> **What to work on**
Transcribe the lines below word for word, starting with the first line and ending with the line holding "top-left (296, 0), bottom-right (325, 109)", both included. Leave out any pictures.

> **Given information**

◇ ◇ ◇

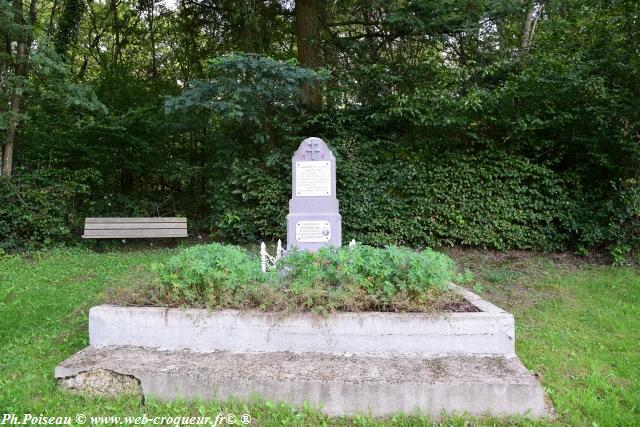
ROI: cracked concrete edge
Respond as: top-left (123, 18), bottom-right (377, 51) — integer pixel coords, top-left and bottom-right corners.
top-left (56, 348), bottom-right (552, 418)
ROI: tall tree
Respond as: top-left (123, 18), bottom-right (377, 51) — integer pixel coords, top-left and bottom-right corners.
top-left (2, 0), bottom-right (37, 177)
top-left (296, 0), bottom-right (325, 109)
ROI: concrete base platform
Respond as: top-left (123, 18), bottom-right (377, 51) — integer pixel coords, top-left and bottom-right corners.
top-left (55, 346), bottom-right (547, 417)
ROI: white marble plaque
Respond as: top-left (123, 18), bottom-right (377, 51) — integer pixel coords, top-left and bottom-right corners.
top-left (295, 161), bottom-right (331, 197)
top-left (296, 221), bottom-right (331, 243)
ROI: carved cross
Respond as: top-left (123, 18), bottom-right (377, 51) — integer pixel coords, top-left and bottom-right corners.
top-left (304, 141), bottom-right (320, 160)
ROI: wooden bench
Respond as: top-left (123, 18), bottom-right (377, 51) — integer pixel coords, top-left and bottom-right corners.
top-left (82, 217), bottom-right (187, 249)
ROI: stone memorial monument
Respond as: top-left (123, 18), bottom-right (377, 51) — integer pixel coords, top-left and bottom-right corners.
top-left (287, 138), bottom-right (342, 252)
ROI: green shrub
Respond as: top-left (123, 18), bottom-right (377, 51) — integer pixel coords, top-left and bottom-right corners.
top-left (132, 243), bottom-right (463, 313)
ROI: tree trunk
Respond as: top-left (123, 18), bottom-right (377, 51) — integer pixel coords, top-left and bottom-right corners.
top-left (2, 0), bottom-right (36, 177)
top-left (521, 2), bottom-right (544, 51)
top-left (296, 0), bottom-right (324, 109)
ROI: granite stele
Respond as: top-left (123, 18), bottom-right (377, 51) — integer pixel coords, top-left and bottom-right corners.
top-left (287, 138), bottom-right (342, 252)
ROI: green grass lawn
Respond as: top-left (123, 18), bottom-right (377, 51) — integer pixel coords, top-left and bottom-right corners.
top-left (0, 249), bottom-right (640, 426)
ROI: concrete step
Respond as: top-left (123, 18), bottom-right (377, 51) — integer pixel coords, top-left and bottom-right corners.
top-left (55, 346), bottom-right (547, 417)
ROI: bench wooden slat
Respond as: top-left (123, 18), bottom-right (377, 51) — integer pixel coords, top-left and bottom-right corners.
top-left (84, 222), bottom-right (187, 230)
top-left (82, 229), bottom-right (187, 239)
top-left (84, 217), bottom-right (187, 224)
top-left (82, 217), bottom-right (188, 239)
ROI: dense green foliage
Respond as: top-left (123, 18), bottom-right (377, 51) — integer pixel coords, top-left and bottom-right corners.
top-left (0, 0), bottom-right (640, 262)
top-left (135, 243), bottom-right (464, 313)
top-left (0, 249), bottom-right (640, 427)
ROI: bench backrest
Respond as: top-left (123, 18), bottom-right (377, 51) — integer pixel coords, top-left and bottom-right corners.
top-left (82, 217), bottom-right (187, 239)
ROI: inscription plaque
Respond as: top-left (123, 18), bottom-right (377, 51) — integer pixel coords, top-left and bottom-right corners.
top-left (296, 221), bottom-right (331, 243)
top-left (295, 161), bottom-right (331, 197)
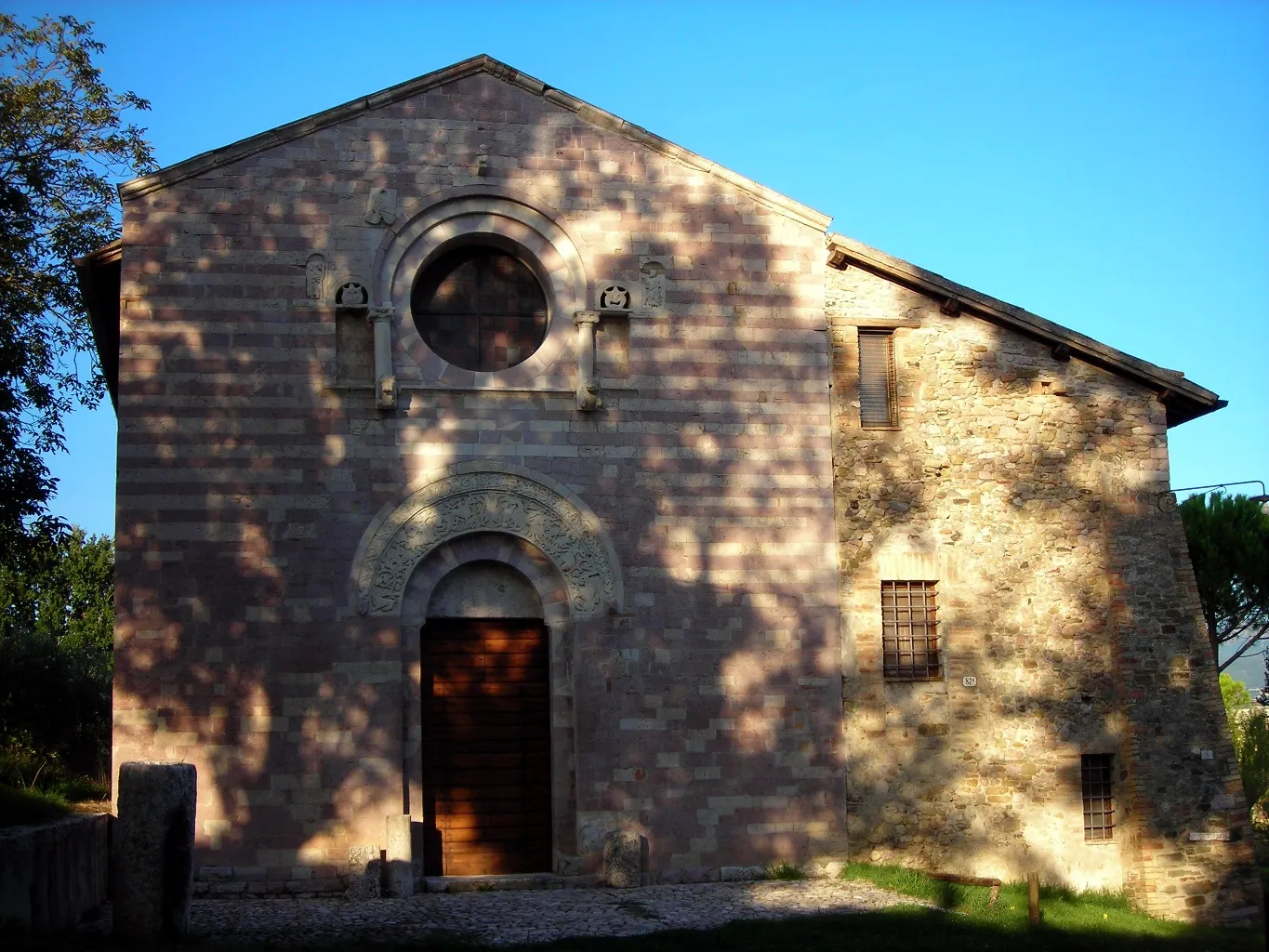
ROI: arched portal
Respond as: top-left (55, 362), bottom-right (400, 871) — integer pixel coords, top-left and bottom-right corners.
top-left (418, 560), bottom-right (553, 876)
top-left (352, 461), bottom-right (622, 873)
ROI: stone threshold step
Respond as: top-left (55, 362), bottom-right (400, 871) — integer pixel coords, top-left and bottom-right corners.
top-left (423, 873), bottom-right (604, 892)
top-left (420, 865), bottom-right (771, 892)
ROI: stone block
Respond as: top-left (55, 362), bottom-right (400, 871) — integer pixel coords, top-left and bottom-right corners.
top-left (112, 760), bottom-right (198, 939)
top-left (679, 866), bottom-right (719, 882)
top-left (385, 813), bottom-right (414, 896)
top-left (345, 847), bottom-right (383, 900)
top-left (604, 830), bottom-right (643, 889)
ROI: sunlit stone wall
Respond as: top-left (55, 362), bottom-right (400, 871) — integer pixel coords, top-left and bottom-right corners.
top-left (826, 267), bottom-right (1260, 920)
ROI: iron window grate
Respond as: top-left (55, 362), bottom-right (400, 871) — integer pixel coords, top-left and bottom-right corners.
top-left (1080, 754), bottom-right (1114, 840)
top-left (859, 330), bottom-right (898, 429)
top-left (880, 581), bottom-right (943, 681)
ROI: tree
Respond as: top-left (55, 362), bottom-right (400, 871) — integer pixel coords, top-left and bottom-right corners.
top-left (0, 525), bottom-right (114, 774)
top-left (0, 14), bottom-right (153, 549)
top-left (1179, 493), bottom-right (1269, 671)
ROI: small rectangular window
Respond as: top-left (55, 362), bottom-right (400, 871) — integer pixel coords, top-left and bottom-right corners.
top-left (880, 581), bottom-right (943, 681)
top-left (1080, 754), bottom-right (1114, 840)
top-left (859, 330), bottom-right (898, 429)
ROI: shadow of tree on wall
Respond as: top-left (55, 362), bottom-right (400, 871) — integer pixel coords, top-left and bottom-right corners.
top-left (115, 65), bottom-right (1253, 923)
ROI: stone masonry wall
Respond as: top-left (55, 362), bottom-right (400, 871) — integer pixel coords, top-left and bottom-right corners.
top-left (826, 267), bottom-right (1260, 921)
top-left (114, 69), bottom-right (844, 892)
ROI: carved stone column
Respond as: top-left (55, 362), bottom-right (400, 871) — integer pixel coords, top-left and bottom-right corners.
top-left (573, 311), bottom-right (604, 413)
top-left (369, 307), bottom-right (396, 410)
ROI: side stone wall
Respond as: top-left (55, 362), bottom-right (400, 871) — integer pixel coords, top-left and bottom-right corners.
top-left (826, 267), bottom-right (1260, 921)
top-left (114, 69), bottom-right (844, 889)
top-left (0, 813), bottom-right (111, 934)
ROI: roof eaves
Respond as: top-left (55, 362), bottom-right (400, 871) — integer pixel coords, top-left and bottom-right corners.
top-left (119, 53), bottom-right (832, 231)
top-left (827, 232), bottom-right (1227, 427)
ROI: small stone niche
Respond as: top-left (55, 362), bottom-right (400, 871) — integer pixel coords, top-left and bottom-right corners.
top-left (595, 313), bottom-right (630, 386)
top-left (335, 314), bottom-right (375, 385)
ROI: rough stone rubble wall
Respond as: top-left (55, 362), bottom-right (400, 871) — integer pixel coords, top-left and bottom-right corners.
top-left (826, 268), bottom-right (1260, 921)
top-left (114, 76), bottom-right (844, 892)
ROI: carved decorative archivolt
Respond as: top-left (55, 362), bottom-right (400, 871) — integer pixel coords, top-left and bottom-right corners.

◇ ◇ ◇

> **Worked answer**
ROI: cracked concrete edge
Respond as: top-left (123, 18), bottom-right (377, 51) — integer pixel coords, top-left and bottom-right corners.
top-left (56, 348), bottom-right (552, 418)
ROI: tall tree
Respond as: top-left (123, 18), bottom-right (377, 51) — integer pixel coords, top-left and bottom-right corners.
top-left (2, 0), bottom-right (37, 177)
top-left (296, 0), bottom-right (325, 109)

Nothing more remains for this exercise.